## Recorded information
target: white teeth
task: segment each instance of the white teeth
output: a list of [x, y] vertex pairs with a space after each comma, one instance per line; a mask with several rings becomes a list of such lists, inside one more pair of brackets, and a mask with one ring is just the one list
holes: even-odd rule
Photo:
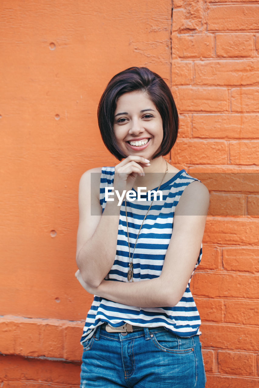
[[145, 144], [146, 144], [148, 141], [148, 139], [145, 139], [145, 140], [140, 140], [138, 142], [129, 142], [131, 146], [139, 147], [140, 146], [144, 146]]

## Work instructions
Update the listing by replacing "white teeth" with "front teeth" wherever it appears, keeping all other text unchanged. Omit the pictures from your answer.

## Response to this exercise
target: front teeth
task: segment each instance of the front teeth
output: a list of [x, y] vertex pairs with a space after each comma, one instance per line; a mask with several rings becomes a list of such lists, inside one more pair of brackets, and a mask with one ring is just the one list
holes: even-odd rule
Photo:
[[145, 144], [146, 144], [148, 141], [148, 139], [145, 139], [145, 140], [140, 140], [138, 142], [129, 142], [131, 146], [139, 147], [140, 146], [144, 146]]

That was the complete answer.